(Study questions):
[a] List every year or decade mentioned in the passage on the founding of the University of Southern California.
[b] Write the next few sentences of the passage on the founding of the University of Southern California, starting after its final sentence.

Passage for review section start

—USC — University of Southern California —
Los Angeles was a rough and tumble frontier town in the 1870s, when a group of public-spirited citizens first dreamed of establishing a university
in the region. Led by Judge Robert Maclay Widney and members of the region's
Methodist Episcopal Conference, those who were eager for the region to advance
enthusiastically supported the idea. Twice
during the decade, prominent citizens came through with land for the new university, but both times the donors died before the transactions could be carried out. A faltering economy further delayed the project. But during the last years of the decade, the economy began to improve, and the Methodist Episcopal Conference revived in earnest its plans for a university in Southern California.
In 1879, three civic leaders—Ozro W. Childs, a Protestant horticulturalist; John G. Downey, h Irish-Catholic pharmacist who had served as governor of
California from 1860 to 1862; and lsaias W. Hellman, a German-Jewish banker and philanthropist—deeded 308 lots to the Board of Trustees, located in an area designated "West Los Angeles," near the intersection of Figueroa Street and Exposition Boulevard. Sales of the lots were to create an endowment to provide seeds of financial support for the institution. A portion of the land, located within the original land grant establishing
"El Pueblo de la Reina (Reyna) de Los Angeles," was to be reserved for the actual campus.

Passage for review section end
Data listing section start

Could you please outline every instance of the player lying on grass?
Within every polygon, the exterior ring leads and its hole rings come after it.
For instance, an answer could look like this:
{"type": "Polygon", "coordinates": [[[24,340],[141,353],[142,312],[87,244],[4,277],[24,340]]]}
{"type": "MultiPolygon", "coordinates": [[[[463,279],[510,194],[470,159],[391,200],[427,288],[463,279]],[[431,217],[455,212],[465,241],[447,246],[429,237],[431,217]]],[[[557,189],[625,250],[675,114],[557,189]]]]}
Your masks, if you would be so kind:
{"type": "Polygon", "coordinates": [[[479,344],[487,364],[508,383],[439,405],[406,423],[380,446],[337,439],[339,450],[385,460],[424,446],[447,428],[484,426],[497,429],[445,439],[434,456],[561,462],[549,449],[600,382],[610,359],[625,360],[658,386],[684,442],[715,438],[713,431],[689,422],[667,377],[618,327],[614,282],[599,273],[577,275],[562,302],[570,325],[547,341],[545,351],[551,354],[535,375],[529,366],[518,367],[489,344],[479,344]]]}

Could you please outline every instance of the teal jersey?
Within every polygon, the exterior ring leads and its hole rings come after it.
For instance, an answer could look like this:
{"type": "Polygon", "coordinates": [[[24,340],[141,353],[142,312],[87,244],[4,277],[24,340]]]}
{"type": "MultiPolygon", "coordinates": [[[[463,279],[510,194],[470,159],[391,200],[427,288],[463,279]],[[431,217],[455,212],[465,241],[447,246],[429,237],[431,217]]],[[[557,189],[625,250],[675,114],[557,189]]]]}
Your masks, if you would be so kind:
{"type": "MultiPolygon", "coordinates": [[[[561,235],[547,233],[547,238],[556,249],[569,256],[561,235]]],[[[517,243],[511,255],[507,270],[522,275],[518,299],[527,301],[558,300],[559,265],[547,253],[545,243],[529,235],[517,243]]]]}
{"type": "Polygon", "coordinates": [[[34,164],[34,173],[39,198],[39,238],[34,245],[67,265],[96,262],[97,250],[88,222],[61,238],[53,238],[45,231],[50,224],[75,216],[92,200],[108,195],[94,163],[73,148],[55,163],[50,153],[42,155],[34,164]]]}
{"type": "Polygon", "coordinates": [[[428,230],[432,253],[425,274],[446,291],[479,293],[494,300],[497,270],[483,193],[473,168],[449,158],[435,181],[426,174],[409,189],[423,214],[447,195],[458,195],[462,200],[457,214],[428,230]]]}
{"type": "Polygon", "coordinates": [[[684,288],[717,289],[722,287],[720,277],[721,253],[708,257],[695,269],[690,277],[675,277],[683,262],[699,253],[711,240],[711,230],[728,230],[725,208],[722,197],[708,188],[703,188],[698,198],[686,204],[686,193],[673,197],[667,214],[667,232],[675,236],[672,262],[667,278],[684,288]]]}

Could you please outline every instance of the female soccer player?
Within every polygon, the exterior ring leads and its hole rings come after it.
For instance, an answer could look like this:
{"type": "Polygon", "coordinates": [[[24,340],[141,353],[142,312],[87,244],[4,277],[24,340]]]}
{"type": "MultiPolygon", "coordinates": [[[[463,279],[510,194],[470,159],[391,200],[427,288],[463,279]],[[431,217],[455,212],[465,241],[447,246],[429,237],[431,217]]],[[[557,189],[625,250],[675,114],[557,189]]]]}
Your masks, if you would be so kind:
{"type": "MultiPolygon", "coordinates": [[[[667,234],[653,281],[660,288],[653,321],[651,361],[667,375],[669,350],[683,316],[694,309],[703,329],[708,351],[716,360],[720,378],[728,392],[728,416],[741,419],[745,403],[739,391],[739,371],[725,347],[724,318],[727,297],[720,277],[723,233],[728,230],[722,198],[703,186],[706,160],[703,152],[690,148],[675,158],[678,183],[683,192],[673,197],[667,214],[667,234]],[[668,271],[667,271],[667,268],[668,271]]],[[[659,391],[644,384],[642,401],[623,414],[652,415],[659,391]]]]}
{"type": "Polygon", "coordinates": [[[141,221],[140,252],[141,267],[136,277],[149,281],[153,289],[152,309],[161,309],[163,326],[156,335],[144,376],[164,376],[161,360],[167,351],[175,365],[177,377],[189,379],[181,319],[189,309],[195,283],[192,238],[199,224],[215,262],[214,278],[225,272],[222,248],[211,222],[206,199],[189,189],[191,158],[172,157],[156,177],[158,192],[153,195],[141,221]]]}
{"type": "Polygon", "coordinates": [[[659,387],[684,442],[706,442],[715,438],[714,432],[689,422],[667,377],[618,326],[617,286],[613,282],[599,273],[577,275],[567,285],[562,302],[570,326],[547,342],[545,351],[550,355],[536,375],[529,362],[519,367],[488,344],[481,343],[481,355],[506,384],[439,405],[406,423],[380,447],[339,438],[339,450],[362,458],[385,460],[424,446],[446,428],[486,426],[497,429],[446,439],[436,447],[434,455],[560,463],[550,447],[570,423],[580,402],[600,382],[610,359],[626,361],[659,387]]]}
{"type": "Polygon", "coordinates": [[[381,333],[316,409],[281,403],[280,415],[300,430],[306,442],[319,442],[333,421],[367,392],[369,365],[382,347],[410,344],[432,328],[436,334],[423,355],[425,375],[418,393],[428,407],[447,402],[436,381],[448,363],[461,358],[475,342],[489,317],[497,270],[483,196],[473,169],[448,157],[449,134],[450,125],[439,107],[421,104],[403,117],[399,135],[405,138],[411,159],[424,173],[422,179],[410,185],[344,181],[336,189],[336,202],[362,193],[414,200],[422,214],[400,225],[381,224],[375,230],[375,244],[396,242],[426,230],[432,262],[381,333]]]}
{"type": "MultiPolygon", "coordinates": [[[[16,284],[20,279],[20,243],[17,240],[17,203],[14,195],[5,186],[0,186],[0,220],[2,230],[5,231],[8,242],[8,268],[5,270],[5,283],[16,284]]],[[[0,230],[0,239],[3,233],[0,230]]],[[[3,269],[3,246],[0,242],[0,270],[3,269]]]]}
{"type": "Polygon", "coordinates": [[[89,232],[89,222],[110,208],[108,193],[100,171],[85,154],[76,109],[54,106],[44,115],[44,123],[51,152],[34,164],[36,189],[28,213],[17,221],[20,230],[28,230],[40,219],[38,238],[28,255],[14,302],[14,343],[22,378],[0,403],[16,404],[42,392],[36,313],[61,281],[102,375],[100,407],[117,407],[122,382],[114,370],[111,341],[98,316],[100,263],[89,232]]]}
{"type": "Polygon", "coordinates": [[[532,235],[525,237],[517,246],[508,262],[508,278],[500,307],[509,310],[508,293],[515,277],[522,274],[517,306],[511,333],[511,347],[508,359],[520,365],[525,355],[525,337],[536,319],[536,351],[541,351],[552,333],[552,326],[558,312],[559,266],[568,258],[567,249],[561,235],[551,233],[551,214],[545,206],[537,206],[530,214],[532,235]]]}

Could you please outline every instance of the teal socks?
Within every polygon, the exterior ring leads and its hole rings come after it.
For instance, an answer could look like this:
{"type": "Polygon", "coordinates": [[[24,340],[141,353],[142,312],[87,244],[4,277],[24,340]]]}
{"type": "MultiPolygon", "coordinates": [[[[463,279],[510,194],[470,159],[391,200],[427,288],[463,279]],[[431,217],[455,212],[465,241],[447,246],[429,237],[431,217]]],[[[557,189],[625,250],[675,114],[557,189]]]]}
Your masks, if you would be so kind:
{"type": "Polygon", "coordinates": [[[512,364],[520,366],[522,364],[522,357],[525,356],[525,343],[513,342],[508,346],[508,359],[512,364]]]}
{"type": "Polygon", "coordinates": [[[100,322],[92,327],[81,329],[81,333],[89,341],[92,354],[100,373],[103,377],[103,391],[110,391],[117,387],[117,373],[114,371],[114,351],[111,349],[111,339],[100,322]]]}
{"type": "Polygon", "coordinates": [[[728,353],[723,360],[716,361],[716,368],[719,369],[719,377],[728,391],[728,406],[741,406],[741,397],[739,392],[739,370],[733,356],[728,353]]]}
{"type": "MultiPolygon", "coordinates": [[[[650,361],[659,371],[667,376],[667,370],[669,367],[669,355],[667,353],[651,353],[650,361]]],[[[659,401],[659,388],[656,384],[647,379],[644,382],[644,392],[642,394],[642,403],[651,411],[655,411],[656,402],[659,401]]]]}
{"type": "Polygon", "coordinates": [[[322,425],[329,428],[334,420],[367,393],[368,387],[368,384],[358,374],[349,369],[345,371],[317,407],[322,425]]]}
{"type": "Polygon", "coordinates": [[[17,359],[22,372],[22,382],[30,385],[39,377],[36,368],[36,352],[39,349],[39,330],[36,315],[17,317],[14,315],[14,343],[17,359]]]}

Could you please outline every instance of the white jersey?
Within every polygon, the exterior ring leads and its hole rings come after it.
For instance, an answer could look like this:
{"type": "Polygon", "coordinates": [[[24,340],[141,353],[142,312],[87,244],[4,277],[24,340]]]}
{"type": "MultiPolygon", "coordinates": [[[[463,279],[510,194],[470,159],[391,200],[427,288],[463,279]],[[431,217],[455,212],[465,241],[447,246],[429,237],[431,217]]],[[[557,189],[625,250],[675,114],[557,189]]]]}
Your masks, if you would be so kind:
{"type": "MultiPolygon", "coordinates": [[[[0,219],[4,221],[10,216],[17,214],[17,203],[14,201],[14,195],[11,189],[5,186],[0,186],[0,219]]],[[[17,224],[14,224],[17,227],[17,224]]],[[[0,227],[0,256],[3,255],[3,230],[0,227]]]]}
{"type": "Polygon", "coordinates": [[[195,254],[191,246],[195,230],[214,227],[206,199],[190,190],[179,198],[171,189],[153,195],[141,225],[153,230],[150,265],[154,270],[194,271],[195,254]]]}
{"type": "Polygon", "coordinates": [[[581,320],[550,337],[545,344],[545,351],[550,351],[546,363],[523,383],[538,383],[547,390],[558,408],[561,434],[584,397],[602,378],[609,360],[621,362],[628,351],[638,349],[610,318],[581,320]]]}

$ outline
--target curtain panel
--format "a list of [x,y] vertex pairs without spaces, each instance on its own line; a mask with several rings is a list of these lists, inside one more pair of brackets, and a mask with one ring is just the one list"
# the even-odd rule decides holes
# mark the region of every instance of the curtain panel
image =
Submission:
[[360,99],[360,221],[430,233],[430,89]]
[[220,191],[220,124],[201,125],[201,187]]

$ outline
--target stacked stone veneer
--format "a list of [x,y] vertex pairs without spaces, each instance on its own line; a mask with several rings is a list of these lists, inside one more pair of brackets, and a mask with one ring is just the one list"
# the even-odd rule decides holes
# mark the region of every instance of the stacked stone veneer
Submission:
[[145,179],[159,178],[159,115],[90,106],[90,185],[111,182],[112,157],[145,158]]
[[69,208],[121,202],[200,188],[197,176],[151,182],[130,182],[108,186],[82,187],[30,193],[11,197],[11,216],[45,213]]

Data listing section end

(Answers to the problems):
[a] 1870s, 1879, 1860, 1862

[b]
Some 1,000 people—10 percent of the population of Los Angeles—turned out on September 4, 1880 to witness the laying of the cornerstone for USC's first building. By the time that building (now known as Widney Alumni House) opened its doors, many of these people had joined Childs, Downey and Hellman as USC's first benefactors. Judge Widney was the first president of the USC Board of Trustees, and the Rev. Marion McKinley Bovard was the university's first president.